### [What is required]
Repeat the material below exactly, line for line.

### [Recorded information]
:::::
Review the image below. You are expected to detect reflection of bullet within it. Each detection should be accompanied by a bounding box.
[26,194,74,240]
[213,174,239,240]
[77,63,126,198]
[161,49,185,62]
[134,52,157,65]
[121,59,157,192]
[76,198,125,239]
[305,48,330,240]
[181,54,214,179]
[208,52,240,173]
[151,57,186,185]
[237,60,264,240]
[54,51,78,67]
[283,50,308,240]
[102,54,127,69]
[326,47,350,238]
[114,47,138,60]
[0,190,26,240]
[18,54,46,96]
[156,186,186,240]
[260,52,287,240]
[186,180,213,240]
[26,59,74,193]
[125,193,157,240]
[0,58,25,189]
:::::
### [Answer section]
Review the image below. You are expected to detect reflection of bullet within it. Each detection should be accompanied by a bounding box.
[26,194,74,240]
[213,174,239,240]
[77,63,126,198]
[161,49,185,62]
[134,52,157,65]
[121,59,157,192]
[76,198,125,239]
[305,48,330,240]
[181,54,214,179]
[208,52,240,173]
[151,57,186,185]
[237,60,264,240]
[54,51,78,67]
[283,50,308,240]
[102,54,127,69]
[326,47,350,238]
[114,47,138,60]
[0,190,26,240]
[18,54,46,96]
[156,186,186,240]
[260,52,287,240]
[186,180,213,240]
[26,59,74,193]
[125,193,157,240]
[0,58,25,189]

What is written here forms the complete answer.